* [INSTRUCTIONS TO FOLLOW]: Convert everything from the start of the listing down to the line containing "M16 40L34 28L56", inclusive, into a JSON list of strings, one string per line, skipping blank lines. Leave the pictures out.

* [EXCERPTED RECORDS]:
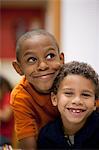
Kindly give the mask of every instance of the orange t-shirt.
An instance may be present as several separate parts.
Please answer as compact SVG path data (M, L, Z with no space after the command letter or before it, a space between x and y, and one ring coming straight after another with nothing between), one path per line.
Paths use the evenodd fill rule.
M24 77L11 93L18 140L37 136L39 130L57 115L49 94L36 92Z

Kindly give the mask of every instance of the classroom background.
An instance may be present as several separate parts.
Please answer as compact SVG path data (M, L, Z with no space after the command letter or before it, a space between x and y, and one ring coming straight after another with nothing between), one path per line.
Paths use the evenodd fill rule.
M16 40L34 28L56 37L65 62L84 61L99 73L99 0L0 0L0 75L13 87L21 78L11 64Z

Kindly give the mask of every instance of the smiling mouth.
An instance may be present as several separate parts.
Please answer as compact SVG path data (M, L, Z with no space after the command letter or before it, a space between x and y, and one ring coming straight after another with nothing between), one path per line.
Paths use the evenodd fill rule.
M47 78L47 77L50 77L54 74L55 73L42 74L42 75L33 76L33 78Z
M82 113L82 112L86 111L84 109L74 109L74 108L67 108L67 109L72 113Z

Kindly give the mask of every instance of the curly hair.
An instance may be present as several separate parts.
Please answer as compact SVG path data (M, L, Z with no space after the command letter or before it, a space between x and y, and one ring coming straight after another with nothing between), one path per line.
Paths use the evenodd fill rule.
M71 61L64 64L54 80L51 92L57 94L60 82L67 75L81 75L89 80L91 80L95 85L95 99L99 99L99 75L95 72L95 70L87 63Z
M44 36L49 37L50 40L56 45L56 47L58 49L58 52L60 52L59 45L58 45L55 37L51 33L47 32L44 29L33 29L33 30L30 30L30 31L24 33L23 35L21 35L20 38L16 42L16 59L17 59L18 62L20 61L19 60L19 55L20 55L20 50L21 50L21 43L24 40L32 38L32 37L34 37L36 35L44 35Z

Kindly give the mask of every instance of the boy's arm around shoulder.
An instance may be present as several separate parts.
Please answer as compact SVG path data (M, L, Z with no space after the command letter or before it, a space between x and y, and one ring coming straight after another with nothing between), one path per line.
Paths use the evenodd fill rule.
M20 148L36 149L37 125L30 107L30 95L23 88L16 87L11 93L10 104L14 112L16 135Z

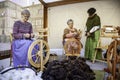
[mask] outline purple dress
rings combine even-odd
[[[23,34],[33,33],[32,25],[29,22],[16,21],[13,26],[13,37],[12,42],[12,54],[13,54],[13,65],[17,66],[29,66],[27,54],[30,44],[33,42],[31,37],[25,39]]]

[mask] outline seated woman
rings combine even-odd
[[[73,20],[69,19],[67,21],[68,27],[64,29],[64,34],[63,34],[63,45],[66,43],[66,41],[70,39],[76,39],[77,41],[80,42],[80,31],[78,31],[76,28],[73,28]],[[78,49],[79,46],[76,42],[70,42],[68,45],[68,51],[72,53],[72,50]],[[80,53],[80,52],[79,52]]]
[[[13,26],[13,37],[12,42],[12,53],[13,53],[13,65],[18,66],[29,66],[27,59],[28,48],[32,43],[34,37],[32,25],[27,22],[30,17],[28,10],[21,12],[22,20],[16,21]]]

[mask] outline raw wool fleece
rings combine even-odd
[[[95,73],[83,58],[53,61],[43,72],[43,80],[94,80]]]
[[[10,70],[4,74],[0,74],[0,80],[42,80],[41,79],[42,72],[35,74],[32,69],[24,69],[24,70]]]

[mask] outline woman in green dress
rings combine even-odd
[[[93,60],[95,57],[95,49],[97,47],[99,37],[101,22],[100,17],[95,13],[95,8],[88,9],[87,13],[89,15],[86,22],[86,44],[85,44],[85,58]],[[101,59],[101,50],[97,51],[96,58]]]

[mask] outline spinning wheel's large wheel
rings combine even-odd
[[[34,41],[28,50],[28,60],[36,68],[44,66],[49,59],[50,49],[46,41]]]
[[[111,73],[113,73],[114,64],[117,63],[118,54],[116,54],[117,53],[116,49],[118,45],[120,45],[120,40],[119,41],[115,40],[108,47],[107,63],[108,63],[108,69],[110,70]]]
[[[72,42],[75,42],[75,44],[77,44],[77,49],[73,49],[73,48],[70,48],[69,50],[69,45],[70,43]],[[66,55],[73,55],[73,56],[77,56],[77,55],[80,55],[80,50],[81,50],[81,43],[80,41],[76,40],[76,39],[69,39],[65,42],[65,45],[64,45],[64,50],[65,50],[65,54]]]

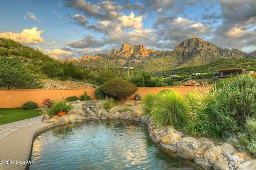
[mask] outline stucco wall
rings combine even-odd
[[[211,86],[209,87],[212,88]],[[138,88],[137,93],[143,99],[144,95],[149,93],[157,92],[164,89],[173,90],[181,93],[182,95],[188,93],[194,89],[190,87],[164,87]],[[204,89],[203,86],[197,86],[197,89]],[[39,106],[42,106],[42,102],[44,98],[50,99],[65,98],[72,96],[79,97],[87,92],[87,95],[97,100],[95,94],[95,89],[37,89],[37,90],[0,90],[0,108],[21,107],[26,102],[32,101],[37,103]],[[129,97],[127,99],[134,99],[135,94]]]

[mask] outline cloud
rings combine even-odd
[[[36,21],[38,21],[38,22],[41,23],[42,22],[42,21],[39,20],[36,16],[33,15],[33,13],[32,12],[26,12],[26,14],[27,14],[27,16],[24,17],[24,18],[29,18],[31,20],[35,20]]]
[[[7,32],[0,33],[0,37],[6,37],[8,33],[11,39],[18,41],[21,43],[25,44],[33,44],[44,42],[44,39],[40,35],[44,30],[37,31],[37,28],[34,27],[30,29],[23,29],[20,33],[12,33]]]
[[[102,2],[98,5],[92,4],[84,0],[67,0],[65,4],[67,7],[74,8],[82,12],[87,17],[102,20],[116,19],[118,17],[116,12],[122,8],[118,4],[116,3],[114,5],[113,3],[108,1]]]
[[[256,3],[254,0],[218,0],[222,21],[217,27],[212,43],[223,48],[240,50],[256,45]]]
[[[211,28],[204,23],[175,16],[158,17],[153,27],[158,42],[166,41],[169,49],[178,43],[193,37],[202,37],[209,34]]]
[[[131,12],[129,16],[123,15],[119,17],[119,19],[121,22],[122,26],[132,28],[141,28],[143,25],[141,23],[142,18],[141,16],[134,17],[134,13]]]
[[[85,26],[88,23],[85,17],[83,15],[76,14],[70,16],[70,18],[75,21],[74,23],[80,26]]]
[[[85,35],[84,38],[75,40],[71,42],[66,43],[65,45],[71,47],[82,49],[84,48],[95,48],[104,45],[102,41],[97,40],[92,35]]]

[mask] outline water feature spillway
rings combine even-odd
[[[155,146],[146,125],[120,119],[48,129],[36,137],[31,160],[30,170],[198,169]]]

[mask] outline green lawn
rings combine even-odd
[[[0,109],[0,125],[40,116],[40,111],[21,110],[20,107]]]

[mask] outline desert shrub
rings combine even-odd
[[[33,102],[26,102],[22,104],[21,109],[22,110],[32,110],[38,108],[38,105],[36,103]]]
[[[66,100],[68,102],[79,100],[79,98],[76,96],[72,96],[68,97],[66,98]]]
[[[68,113],[72,108],[72,106],[71,104],[68,104],[67,102],[67,101],[64,101],[64,98],[62,99],[61,100],[58,99],[56,100],[54,103],[52,105],[52,107],[48,110],[48,113],[56,114],[58,111],[62,111]]]
[[[84,100],[84,94],[82,94],[79,96],[80,100],[81,101]],[[86,100],[93,100],[92,98],[90,96],[86,95]]]
[[[86,100],[93,100],[92,98],[90,96],[86,96]]]
[[[98,88],[95,90],[95,96],[96,96],[97,98],[99,100],[104,99],[106,97],[106,94],[104,94],[104,92],[102,92],[101,89],[104,85],[104,84],[102,84]]]
[[[134,112],[134,110],[132,109],[132,108],[129,107],[122,107],[119,109],[118,110],[118,112],[122,112],[123,111],[130,111],[132,113]]]
[[[213,113],[224,136],[244,131],[247,117],[256,113],[256,80],[241,75],[217,90]]]
[[[106,103],[103,106],[103,109],[105,110],[113,108],[116,105],[116,101],[110,97],[106,96],[105,98],[105,101]]]
[[[125,99],[138,90],[136,86],[120,78],[110,81],[101,89],[104,94],[116,99]]]
[[[153,100],[150,102],[148,98]],[[158,127],[171,125],[179,129],[188,123],[188,103],[177,92],[166,90],[156,95],[146,95],[145,98],[144,104],[147,101],[147,107],[150,108],[148,113]]]
[[[141,99],[141,96],[138,93],[135,93],[135,96],[134,96],[134,100],[140,100]]]

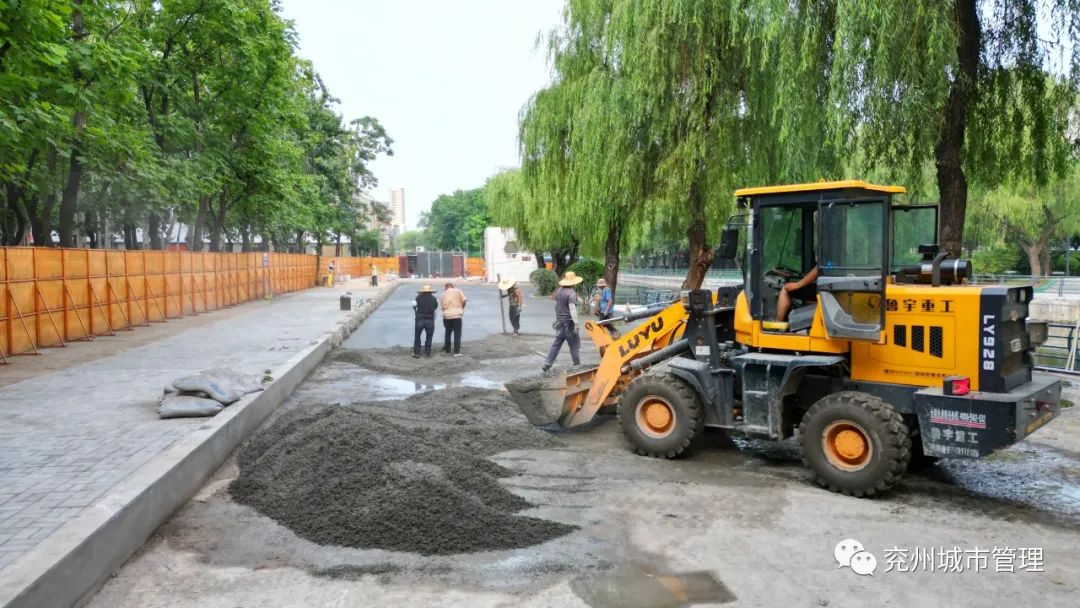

* [WRITTEN REPLY]:
[
  "Kindly give the mask of every instance of the orange t-shirt.",
  "An instance may be present as several separate parts.",
  "Please answer as compact SVG path data (M, L, Z with no space after the command letter or before it, a space between x and y, and one ring coming straight after another with nothing between), one path per line.",
  "Paths use the evenodd fill rule.",
  "M24 77L11 93L18 140L37 136L39 130L57 115L49 94L36 92Z",
  "Kindly give the mask of every instance of the classroom background.",
  "An instance may be present as several separate parts.",
  "Please answer as compact SVG path data (M, L, Z with no space after the command letter or before it, a space between x and y, and one ring coming straight after another with nothing between), one path per line.",
  "Paths use the evenodd fill rule.",
  "M16 40L34 28L56 37L65 62L84 61L99 73L99 0L0 0L0 75L13 87L21 78L11 64Z"
]